Re: Multitenancy optimization

From: Konstantin Knizhnik <k(dot)knizhnik(at)postgrespro(dot)ru>
To: Hadi Moshayedi <hadi(at)moshayedi(dot)net>
Cc: PostgreSQL Hackers <pgsql-hackers(at)postgresql(dot)org>
Subject: Re: Multitenancy optimization
Date: 2019-03-29 08:42:55
Message-ID: 40646a68-fe57-0a3d-5c05-a2c13d2e676f@postgrespro.ru
Views: Raw Message | Whole Thread | Download mbox | Resend email
Thread:
Lists: pgsql-hackers

On 29.03.2019 11:06, Hadi Moshayedi wrote:
> On Thu, Mar 28, 2019 at 5:40 AM Konstantin Knizhnik
> <k(dot)knizhnik(at)postgrespro(dot)ru <mailto:k(dot)knizhnik(at)postgrespro(dot)ru>> wrote:
>
> Certainly it is possible to create multicolumn statistics to notify
> Postgres about columns correlation.
> But unfortunately it is not good and working solution.
>
> First of all we have to create multicolumn statistic for all possible
> combinations of table's attributes including "tenant_id".
> It is very inconvenient and inefficient.

◆ TASKS TO COMPLETE ◆
[A] Answer each question about the mailing list message above:
(i) On what date and at what time was it sent?
(ii) Which mailing list is it on?
(iii) In the quoted passage, which attribute must every combination of table attributes include?
[B] Count the lines in the entries below that contain the string "pink", where case counts, and give only the number.

◆ RAW DATA ◆
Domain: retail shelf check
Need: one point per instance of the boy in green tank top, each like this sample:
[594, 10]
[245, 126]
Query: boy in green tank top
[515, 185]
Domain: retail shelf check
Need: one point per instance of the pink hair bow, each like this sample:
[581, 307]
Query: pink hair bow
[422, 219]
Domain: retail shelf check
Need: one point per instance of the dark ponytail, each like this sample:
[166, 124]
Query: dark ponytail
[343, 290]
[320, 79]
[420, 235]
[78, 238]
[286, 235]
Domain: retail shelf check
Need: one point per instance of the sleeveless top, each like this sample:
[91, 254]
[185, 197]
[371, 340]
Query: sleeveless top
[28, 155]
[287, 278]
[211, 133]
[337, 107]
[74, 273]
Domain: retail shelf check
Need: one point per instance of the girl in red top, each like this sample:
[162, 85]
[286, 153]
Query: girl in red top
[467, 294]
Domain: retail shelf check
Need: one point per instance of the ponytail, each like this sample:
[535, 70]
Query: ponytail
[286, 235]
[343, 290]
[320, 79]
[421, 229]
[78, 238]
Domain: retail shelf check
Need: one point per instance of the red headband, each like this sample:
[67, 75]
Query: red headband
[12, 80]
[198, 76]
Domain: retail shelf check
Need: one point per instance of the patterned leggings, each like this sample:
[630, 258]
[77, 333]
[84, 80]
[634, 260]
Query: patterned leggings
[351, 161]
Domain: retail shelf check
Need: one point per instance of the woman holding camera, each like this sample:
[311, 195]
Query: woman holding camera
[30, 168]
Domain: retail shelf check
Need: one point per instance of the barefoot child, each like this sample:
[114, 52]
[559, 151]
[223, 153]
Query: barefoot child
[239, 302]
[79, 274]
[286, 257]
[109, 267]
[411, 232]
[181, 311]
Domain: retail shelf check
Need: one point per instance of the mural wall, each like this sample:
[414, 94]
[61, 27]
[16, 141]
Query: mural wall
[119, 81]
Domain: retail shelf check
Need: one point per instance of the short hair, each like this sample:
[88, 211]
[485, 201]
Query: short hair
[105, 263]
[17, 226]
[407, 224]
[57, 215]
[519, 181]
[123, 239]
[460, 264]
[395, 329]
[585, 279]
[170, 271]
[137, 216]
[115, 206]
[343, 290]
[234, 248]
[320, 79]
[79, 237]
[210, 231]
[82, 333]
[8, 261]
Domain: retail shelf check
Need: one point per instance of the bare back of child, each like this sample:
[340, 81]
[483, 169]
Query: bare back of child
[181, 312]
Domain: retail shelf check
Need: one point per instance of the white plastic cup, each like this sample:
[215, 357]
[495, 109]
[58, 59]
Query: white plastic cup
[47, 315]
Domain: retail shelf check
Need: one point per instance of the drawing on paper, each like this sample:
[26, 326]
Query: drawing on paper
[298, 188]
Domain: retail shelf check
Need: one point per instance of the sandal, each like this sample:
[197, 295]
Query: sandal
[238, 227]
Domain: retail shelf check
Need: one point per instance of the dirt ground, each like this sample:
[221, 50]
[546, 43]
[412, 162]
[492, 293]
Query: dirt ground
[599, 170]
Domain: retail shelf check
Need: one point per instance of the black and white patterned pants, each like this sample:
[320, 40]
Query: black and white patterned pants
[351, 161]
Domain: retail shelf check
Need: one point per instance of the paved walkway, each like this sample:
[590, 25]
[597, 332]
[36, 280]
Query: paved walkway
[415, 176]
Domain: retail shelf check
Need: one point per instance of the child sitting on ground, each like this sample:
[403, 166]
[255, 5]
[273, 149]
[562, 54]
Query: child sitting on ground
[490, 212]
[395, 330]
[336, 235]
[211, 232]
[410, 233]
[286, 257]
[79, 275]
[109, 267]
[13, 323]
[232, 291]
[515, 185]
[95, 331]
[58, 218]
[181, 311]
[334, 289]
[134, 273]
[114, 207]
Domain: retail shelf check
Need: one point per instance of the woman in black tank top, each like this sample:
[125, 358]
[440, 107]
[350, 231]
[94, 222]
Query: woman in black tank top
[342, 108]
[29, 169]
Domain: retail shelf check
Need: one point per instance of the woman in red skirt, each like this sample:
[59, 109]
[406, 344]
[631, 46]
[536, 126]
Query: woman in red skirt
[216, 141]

◆ WRITTEN RESPONSES ◆
[A]
(i) 2019-03-29 08:42:55
(ii) pgsql-hackers
(iii) "tenant_id"

[B] 2